(Information Opens)
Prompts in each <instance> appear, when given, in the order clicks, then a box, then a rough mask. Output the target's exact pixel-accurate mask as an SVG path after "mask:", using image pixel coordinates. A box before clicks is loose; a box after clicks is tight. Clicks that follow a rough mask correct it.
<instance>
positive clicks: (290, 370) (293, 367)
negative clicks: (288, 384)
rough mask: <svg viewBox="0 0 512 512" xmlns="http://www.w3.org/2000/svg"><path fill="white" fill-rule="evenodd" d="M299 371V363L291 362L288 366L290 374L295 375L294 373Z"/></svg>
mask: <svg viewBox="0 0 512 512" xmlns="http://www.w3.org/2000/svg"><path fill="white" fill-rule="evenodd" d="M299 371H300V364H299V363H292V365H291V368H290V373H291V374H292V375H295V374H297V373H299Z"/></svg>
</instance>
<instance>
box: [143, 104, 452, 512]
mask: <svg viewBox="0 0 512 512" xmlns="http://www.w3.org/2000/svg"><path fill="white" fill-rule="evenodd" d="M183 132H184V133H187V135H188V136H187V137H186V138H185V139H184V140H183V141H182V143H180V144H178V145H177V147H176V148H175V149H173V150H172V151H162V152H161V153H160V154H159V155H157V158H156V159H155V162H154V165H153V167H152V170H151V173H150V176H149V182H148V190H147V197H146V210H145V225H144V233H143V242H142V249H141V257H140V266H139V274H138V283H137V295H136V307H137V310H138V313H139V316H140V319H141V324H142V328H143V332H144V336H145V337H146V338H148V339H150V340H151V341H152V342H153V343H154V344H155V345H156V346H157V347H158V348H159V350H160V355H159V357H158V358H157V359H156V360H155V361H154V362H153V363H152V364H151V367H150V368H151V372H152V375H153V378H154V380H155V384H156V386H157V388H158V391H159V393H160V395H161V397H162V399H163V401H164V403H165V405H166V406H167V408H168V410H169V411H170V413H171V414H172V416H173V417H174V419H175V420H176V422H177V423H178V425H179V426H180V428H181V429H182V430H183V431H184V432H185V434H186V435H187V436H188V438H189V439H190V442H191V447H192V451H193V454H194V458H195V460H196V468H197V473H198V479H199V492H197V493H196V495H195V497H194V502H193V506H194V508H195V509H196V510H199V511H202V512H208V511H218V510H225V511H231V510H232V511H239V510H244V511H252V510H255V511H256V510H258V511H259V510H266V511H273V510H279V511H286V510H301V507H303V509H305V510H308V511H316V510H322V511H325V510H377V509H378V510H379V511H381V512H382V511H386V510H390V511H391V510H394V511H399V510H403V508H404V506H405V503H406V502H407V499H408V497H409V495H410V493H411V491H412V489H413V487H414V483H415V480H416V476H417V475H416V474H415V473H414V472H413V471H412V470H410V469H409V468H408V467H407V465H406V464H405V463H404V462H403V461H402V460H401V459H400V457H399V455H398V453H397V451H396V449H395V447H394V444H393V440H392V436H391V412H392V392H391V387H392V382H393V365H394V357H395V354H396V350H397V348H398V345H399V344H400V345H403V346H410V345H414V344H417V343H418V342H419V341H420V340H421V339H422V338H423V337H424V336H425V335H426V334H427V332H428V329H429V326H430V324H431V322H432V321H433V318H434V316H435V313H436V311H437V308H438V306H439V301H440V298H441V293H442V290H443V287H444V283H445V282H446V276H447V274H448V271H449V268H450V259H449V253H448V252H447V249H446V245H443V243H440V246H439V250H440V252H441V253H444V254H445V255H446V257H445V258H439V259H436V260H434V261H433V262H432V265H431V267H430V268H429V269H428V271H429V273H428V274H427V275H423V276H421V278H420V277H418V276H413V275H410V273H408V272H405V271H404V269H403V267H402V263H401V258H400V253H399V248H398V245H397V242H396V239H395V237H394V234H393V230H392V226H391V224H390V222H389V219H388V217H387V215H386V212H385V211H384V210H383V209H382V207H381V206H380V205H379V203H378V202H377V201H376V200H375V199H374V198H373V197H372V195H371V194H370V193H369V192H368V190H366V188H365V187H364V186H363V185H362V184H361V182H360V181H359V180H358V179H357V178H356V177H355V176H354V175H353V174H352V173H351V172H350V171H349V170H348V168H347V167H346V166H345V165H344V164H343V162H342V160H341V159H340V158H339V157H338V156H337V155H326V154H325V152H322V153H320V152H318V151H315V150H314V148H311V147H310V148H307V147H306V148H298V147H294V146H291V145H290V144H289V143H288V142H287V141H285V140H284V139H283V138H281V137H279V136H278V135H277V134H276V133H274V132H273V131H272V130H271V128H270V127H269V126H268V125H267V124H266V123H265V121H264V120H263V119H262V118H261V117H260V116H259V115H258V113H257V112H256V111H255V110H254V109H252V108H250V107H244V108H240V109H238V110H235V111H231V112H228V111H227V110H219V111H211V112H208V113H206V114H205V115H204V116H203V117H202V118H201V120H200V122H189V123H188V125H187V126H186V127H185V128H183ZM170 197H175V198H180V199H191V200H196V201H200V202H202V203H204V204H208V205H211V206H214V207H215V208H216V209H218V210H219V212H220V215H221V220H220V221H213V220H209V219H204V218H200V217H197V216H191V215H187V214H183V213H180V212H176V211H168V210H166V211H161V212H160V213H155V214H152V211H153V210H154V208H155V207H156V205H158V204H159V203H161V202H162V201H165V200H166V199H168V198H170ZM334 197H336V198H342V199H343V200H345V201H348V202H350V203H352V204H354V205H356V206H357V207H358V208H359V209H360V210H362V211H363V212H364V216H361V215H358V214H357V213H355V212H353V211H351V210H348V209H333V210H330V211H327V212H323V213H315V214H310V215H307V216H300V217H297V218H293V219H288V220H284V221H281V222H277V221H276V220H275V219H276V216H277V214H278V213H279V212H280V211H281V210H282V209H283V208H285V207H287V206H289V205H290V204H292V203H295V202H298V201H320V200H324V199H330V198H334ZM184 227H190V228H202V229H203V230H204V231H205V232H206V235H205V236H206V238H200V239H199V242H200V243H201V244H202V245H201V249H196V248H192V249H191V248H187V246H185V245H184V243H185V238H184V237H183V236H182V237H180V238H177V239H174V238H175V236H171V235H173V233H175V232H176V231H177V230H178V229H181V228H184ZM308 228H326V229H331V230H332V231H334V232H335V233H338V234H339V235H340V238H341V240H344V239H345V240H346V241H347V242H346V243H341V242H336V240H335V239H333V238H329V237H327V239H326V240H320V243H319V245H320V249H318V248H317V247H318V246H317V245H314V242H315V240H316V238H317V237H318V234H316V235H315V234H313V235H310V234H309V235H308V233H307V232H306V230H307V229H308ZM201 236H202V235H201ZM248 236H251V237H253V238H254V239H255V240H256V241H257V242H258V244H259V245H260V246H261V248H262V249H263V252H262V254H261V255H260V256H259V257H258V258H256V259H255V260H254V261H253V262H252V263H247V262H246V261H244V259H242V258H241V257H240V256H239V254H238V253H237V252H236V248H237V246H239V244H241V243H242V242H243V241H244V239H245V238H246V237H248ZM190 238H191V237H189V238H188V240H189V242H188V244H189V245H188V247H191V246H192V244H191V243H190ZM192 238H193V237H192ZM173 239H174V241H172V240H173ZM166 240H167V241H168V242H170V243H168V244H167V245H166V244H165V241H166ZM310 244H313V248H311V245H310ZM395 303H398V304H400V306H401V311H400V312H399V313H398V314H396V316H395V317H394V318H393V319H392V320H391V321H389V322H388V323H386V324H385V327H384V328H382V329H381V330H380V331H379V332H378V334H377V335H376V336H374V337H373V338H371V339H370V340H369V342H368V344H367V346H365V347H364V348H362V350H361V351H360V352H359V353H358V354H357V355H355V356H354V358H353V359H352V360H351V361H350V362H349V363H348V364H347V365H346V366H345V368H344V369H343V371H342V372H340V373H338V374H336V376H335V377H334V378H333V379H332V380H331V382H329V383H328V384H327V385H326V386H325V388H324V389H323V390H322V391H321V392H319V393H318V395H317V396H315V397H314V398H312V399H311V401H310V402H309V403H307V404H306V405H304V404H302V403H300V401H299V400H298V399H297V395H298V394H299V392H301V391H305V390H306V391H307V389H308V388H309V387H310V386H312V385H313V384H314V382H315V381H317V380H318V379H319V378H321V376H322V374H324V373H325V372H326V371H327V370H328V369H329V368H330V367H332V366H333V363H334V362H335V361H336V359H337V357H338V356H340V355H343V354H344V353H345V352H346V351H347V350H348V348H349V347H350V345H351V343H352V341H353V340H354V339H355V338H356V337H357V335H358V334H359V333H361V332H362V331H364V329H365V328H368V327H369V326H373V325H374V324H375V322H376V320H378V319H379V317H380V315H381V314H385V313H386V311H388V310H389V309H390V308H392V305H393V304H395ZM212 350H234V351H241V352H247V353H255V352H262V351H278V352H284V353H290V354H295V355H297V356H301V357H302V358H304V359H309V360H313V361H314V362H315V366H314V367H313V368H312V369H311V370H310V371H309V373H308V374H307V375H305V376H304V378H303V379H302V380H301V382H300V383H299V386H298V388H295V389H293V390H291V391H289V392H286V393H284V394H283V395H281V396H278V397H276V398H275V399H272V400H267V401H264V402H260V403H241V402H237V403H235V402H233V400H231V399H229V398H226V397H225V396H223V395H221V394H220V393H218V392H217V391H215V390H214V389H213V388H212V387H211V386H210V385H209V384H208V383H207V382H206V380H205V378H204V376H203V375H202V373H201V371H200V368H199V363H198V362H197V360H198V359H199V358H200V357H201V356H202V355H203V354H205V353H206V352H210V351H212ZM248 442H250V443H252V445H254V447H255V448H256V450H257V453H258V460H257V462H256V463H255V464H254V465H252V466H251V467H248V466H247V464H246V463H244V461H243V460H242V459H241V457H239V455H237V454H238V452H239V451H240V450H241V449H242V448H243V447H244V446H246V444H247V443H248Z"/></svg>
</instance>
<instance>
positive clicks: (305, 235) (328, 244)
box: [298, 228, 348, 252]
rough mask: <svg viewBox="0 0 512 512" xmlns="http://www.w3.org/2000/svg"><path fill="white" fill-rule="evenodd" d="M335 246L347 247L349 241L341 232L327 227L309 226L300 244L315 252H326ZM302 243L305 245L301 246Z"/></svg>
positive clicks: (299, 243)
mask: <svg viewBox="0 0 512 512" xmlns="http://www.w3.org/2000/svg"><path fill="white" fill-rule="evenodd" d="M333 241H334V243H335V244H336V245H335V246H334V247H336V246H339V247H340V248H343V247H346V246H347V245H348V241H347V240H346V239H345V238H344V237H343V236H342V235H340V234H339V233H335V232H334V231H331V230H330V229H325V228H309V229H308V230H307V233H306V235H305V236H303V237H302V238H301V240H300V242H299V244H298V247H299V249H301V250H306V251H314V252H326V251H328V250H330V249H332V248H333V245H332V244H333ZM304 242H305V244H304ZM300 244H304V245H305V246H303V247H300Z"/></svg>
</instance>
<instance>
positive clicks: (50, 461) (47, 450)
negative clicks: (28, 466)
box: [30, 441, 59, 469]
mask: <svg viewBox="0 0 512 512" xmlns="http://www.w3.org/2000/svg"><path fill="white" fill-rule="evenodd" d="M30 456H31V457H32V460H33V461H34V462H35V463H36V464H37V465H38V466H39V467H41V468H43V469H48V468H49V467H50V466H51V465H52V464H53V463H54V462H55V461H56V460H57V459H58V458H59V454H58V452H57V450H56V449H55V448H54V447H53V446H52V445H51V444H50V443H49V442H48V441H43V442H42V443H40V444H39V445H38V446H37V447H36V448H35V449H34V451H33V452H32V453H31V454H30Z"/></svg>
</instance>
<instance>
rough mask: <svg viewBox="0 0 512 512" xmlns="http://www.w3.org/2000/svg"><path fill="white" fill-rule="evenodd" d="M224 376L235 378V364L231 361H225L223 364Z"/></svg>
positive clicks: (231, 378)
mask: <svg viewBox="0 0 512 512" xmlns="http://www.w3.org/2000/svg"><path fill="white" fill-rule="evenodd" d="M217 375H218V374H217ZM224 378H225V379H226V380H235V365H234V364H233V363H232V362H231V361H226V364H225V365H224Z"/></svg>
(Information Closes)
▶ _Problem to solve_
How many lines of the data above contain the string "clicks"? Reply with the number alone.

▶ _Task solution_
8